Dans le nouvel essai du sociologue, d’importantes erreurs factuelles grèvent l’analyse du conflit en cours

Nul ne pourrait reprocher à un vieux savant, auteur d’une œuvre sociologique et philosophique abondante, qui a touché aux sujets les plus divers, de ne plus avoir, à 101 ans, l’énergie et la curiosité de se consacrer avec rigueur à de nouveaux domaines. Mais alors le bon sens voudrait qu’il n’écrive pas de livres sur ces sujets laissés en plan. C’est pourtant ce que vient de faire Edgar Morin à propos de l’Ukraine en publiant De guerre en guerre, et le résultat laisse perplexe.

Le projet auquel répond ce petit livre en vaut a priori un autre. L’auteur de La Rumeur d’Orléans (Seuil, 1969) entend mettre les événements ukrainiens en perspective à partir de son expérience de la guerre, fondée sur son engagement dans la Résistance et quatre-vingts ans d’observation des crises mondiales. Il veut avertir contre les mécanismes de « radicalisation » qu’entraînerait, selon lui, toute guerre. Au premier chef, une « hystérisation » réciproque, qui pousserait à développer un « manichéisme » empêchant de se livrer à une « contextualisation » adéquate.

Comment, cependant, contextualiser sans connaître ? Passé cette leçon de choses guerrières, Edgar Morin en vient à la situation particulière de l’Ukraine, et les inexactitudes sur l’histoire et l’actualité se multiplient. Affirmer que l’Ukraine « proclama son indépendance », après la révolution d’Octobre, « sous la conduite de l’anarchiste Makhno » n’a par exemple aucun sens. C’est la Rada (le Parlement ukrainien) qui, le 22 janvier 1918, a proclamé l’indépendance, fruit d’un processus collectif sur lequel Makhno n’avait pas pesé. Ecrire que l’intervention de la Russie de Poutine en Syrie « anéantit l’[organisation] Etat islamique » est une contrevérité régulièrement démentie par tous les spécialistes. De même, il était aisé, pour l’auteur comme pour l’éditeur, de vérifier que les pays baltes ne sont pas entrés dans l’OTAN à cause de l’invasion de l’Ukraine, puisqu’ils en sont membres depuis 2004.

■ **Liste des enregistrements**:
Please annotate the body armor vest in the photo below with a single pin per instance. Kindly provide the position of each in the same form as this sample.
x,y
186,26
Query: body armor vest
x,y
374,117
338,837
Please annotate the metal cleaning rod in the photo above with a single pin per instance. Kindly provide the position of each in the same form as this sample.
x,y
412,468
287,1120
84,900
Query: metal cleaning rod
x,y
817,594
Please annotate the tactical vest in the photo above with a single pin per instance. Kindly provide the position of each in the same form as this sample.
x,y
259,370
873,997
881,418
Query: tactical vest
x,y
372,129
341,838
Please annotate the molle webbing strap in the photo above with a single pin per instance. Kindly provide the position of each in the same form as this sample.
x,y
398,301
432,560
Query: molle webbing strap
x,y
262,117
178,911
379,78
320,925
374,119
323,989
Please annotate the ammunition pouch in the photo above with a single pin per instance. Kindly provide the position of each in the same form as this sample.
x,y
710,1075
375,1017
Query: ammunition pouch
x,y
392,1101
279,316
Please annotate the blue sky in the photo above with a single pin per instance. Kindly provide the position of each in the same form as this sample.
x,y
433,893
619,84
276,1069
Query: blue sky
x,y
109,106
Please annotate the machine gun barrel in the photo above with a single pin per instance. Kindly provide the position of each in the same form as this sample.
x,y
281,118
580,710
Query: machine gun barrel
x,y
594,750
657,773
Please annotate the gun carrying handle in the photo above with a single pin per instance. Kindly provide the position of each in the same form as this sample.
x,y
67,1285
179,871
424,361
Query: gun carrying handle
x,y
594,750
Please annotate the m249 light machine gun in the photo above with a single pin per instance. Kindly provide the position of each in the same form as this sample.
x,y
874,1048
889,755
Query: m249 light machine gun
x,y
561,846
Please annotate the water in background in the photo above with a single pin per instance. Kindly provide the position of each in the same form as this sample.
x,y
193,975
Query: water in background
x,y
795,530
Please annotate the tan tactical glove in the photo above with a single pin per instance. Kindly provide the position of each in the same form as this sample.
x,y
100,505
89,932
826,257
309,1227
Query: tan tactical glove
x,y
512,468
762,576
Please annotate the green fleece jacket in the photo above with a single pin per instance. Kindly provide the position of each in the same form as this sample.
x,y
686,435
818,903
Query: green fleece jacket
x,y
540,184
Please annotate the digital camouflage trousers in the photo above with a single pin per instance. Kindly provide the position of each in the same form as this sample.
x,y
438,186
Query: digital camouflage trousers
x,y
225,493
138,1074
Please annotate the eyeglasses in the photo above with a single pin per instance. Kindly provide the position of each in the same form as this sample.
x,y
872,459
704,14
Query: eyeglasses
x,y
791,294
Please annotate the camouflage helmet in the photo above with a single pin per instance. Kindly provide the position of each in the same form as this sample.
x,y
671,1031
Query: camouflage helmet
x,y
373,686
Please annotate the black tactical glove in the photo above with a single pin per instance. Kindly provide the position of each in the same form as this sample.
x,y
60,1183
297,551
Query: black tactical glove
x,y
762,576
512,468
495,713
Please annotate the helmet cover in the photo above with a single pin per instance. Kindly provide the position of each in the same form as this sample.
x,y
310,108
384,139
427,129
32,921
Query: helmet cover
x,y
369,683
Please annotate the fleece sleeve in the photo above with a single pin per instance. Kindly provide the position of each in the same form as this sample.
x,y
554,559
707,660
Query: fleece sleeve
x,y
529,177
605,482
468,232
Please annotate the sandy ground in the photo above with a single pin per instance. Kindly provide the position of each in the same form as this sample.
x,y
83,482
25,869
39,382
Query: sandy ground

■ **Consignes**:
1. Réécris le passage de la critique du livre d'Edgar Morin sur l'Ukraine qui va de « Dans le nouvel » jusqu'à « résultat laisse perplexe. » inclus, en remplaçant « Edgar Morin » par « le sociologue ».
2. D'après la critique du livre d'Edgar Morin sur l'Ukraine, à quelle date la Rada a-t-elle proclamé l'indépendance de l'Ukraine ?
3. Écris la suite de la critique du livre d'Edgar Morin sur l'Ukraine, à partir de sa dernière phrase.

■ **Réponses dans l'ordre**:
1.
Dans le nouvel essai du sociologue, d’importantes erreurs factuelles grèvent l’analyse du conflit en cours

Nul ne pourrait reprocher à un vieux savant, auteur d’une œuvre sociologique et philosophique abondante, qui a touché aux sujets les plus divers, de ne plus avoir, à 101 ans, l’énergie et la curiosité de se consacrer avec rigueur à de nouveaux domaines. Mais alors le bon sens voudrait qu’il n’écrive pas de livres sur ces sujets laissés en plan. C’est pourtant ce que vient de faire le sociologue à propos de l’Ukraine en publiant De guerre en guerre, et le résultat laisse perplexe.

2. Le 22 janvier 1918.

3.
Encore cette série d’erreurs, parmi d’autres, ne touche-t-elle pas le nerf des arguments développés par Edgar Morin. En revanche, les événements qui ont suivi la révolution pro-occidentale de Maïdan, en 2014, sont, eux, au cœur de son propos. Or, il semble ne pas avoir pris la peine de lire les nombreux travaux sur la question. Les troubles alors déclenchés dans le Donbass sont ramenés à une « sécession des régions russophones », sans aucune mention de l’intervention directe de l’armée russe, pourtant très largement documentée.

Identifiant « russophones » et population « russifiée », à rebours de toutes les études montrant une décorrélation croissante de l’usage des langues et du sentiment d’appartenance, au profit de la citoyenneté ukrainienne, il place les protagonistes sur une scène fantomatique où la Russie, dans ce conflit « interne », se contenterait d’un rôle d’influence – qu’il peut, dès lors, rendre équivalent à celui de l’Occident, en évacuant la différence entre le fait d’envoyer des troupes afin de déstabiliser un pays et l’aide apportée à ce pays, pour qu’il se défende.

Aussi finit-il par proposer de mettre fin à la souveraineté de l’Ukraine sur le Donbass ; sans cela, écrit-il, « sa population russophone serait opprimée et réprimée » après la guerre. S’il ne va pas jusqu’à écrire que la région doit revenir à la Russie – ce qu’il fait pour la Crimée –, on peut reconnaître là un des éléments de langage constants de Poutine depuis le 24 février. Sa méconnaissance du terrain explique certes mieux ce rapprochement objectif avec la propagande russe qu’une complicité consciente. Il ne rend pas moins amère la lecture d’un livre où les opinions paraissent se suffire à elles-mêmes, détachées de cela seul qui pourrait les justifier : le réel, qu’il évacue à mesure. L’Ukraine méritait mieux. Edgar Morin aussi.

Florent Georgesco
Publié le 12 janvier 2023 à 20h00, mis à jour le 12 janvier 2023 à 20h00
« De guerre en guerre. De 1940 à l’Ukraine », d’Edgar Morin, L’Aube, « Monde en cours », 88 p., 14 €, numérique 10 €.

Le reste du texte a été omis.